** Begin Records for this exercise **
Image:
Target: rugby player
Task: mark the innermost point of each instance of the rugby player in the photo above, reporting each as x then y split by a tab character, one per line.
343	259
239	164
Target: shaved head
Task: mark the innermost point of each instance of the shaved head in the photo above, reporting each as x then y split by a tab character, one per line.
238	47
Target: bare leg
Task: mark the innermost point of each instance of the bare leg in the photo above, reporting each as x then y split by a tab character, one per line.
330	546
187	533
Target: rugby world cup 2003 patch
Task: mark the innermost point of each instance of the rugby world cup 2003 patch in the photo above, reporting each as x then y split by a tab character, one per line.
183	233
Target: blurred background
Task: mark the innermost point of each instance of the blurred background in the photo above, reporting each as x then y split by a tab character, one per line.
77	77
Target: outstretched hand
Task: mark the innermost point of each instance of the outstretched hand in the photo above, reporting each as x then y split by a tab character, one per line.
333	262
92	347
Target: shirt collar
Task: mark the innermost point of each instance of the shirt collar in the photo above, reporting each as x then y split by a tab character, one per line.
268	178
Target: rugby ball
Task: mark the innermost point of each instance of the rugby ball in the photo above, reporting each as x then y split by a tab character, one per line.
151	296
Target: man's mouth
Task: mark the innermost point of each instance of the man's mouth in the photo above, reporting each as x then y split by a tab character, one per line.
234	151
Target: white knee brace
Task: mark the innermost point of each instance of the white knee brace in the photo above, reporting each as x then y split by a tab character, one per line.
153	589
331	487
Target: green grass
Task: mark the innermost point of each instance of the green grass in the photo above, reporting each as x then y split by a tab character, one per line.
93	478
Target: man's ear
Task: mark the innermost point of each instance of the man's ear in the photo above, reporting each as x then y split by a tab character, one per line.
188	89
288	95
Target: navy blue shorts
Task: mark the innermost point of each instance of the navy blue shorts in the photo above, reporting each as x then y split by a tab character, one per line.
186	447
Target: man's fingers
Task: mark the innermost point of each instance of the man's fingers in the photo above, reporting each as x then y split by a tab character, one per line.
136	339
** End Records for this exercise **
> _What the task requires_: Write out every line of the listing above exactly as it appears, from start to finish.

> _Task answer_:
Image:
Target: rugby player
Task: mark the innermost point of each instance of the rugby player in the photo above, reporting each as x then y split by a tab character, one per line.
343	259
239	164
Target: shaved head
Task: mark the innermost point of each instance of the shaved head in the photo above, reporting each as x then y split by a tab character, one per line.
238	47
Target: bare leg
Task: mark the innermost point of each instance of the bare leg in the photo above, reporting each as x then y split by a tab character, one per line.
330	546
187	533
Target: rugby world cup 2003 patch
Task: mark the innermost point of each instance of the rugby world cup 2003 patch in the photo above, reporting each as x then y split by a tab character, one per line.
183	233
Target: blurred background
Task: mark the innermost point of each instance of the blurred background in the photo above, reporting each as x then y split by a tab character, one per line.
77	77
Target: outstretched hand
Task: mark the innermost point of each instance of the outstretched hand in the photo above, reporting each as x then y split by a tab character, one per line.
333	262
92	347
Target: shirt collar
Task: mark the innermost point of each instance of the shirt collar in the photo above, reporting each as x then y split by a tab character, one per line.
268	178
Target: rugby ball
Task: mark the innermost point of each instance of the rugby ball in the photo above, reporting each as x then y split by a tab character, one per line.
151	296
Target: man's mouth
Task: mark the innermost point of each instance of the man's mouth in the photo above, reporting each as x then y split by a tab character, one per line.
234	151
Target: white knee brace
Task: mark the innermost point of each instance of the white knee brace in the photo above, reporting each as x then y split by a tab character, one per line.
153	589
331	487
Target: green grass
Task: mark the innermost point of each instance of the green grass in the photo above, reporting each as x then y split by a tab character, one per line.
93	478
Target: man's ear
Task: mark the innermost point of each instance of the man's ear in the photo above, reporting each as x then y split by a tab character, one per line.
188	89
288	95
Target: navy blue shorts
Task: mark the innermost point of each instance of the navy blue shorts in the photo above, reporting each as x then y split by a tab character, one per line.
186	447
Target: man's fingers
Task: mark the innermost point of each instance of the man's fingers in the photo above, reporting each as x then y split by a tab character, one per line.
136	339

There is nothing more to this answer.